==== EXCERPT PROVIDED

Wednesday, November 26, 2008

Come try my World Famous Hot Weiner!


My brother called today...

He works for Radio Shack.

He was visiting a store in pimplesquat podunk Pennsylvania (the kind devoid of chain restaurants, full of the family style establishments that make me uneasy). He said there were signs everywhere inviting people to try this town's World Famous Hot Weiners!

He said next time he goes there he's going to convince the manger of the store that they need to try the weiners.

Said he thought I'd think that it was funny

I did! I heart my brother for bringing the funny!

----

So I thought I'd say HEY HEY to the five ir 12 people that read my blog before the craziness of Thanksgiving totally overtakes me. Not that it already hasn't....

We've been so BUSY! Which is good for business (yay!) but bad for my sanity (heehee!!) If it weren't for the wonders of Visine I'd be rocking the straight up crackhead look without all the fun-fun drugs. Sleep is a distant, happy memory. Between work and the munchkins I have very little time for any 40 winks. I need to book some serious pillow time this weekend.

Oh, and to stave off insomnia-induced delerium further, I am declaring the bakery a Christmas music-free zone! That's right, folks! No magical sleigh rides or Santa coming down the chimney, not at work anyway.

I've always hated Christmas music. When doing frantic, ill-advised last minute mall shopping, Christmas music makes me want to gauge my eyes with a corkscrew. Yuletide cheer is musical form can suck my world famous hot weiner.

Seriously, I think some of my employees think I've gone to the fruitloops. I'm prone to spontaneous fits of dancing to wake myself up and get me in a good mood. Good thing I'm a good dancer ;)

========

**SET PROBLEM:**
Repeat the blog post word for word, starting with "He said next" and going on through "it already hasn't....". The material that follows the blog post is not required.

==== MATERIAL PROVIDED

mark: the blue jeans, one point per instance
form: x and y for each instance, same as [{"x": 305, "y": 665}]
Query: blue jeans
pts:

========

**RESPONSE BELOW:**
He said next time he goes there he's going to convince the manger of the store that they need to try the weiners.

Said he thought I'd think that it was funny

I did! I heart my brother for bringing the funny!

----

So I thought I'd say HEY HEY to the five ir 12 people that read my blog before the craziness of Thanksgiving totally overtakes me. Not that it already hasn't....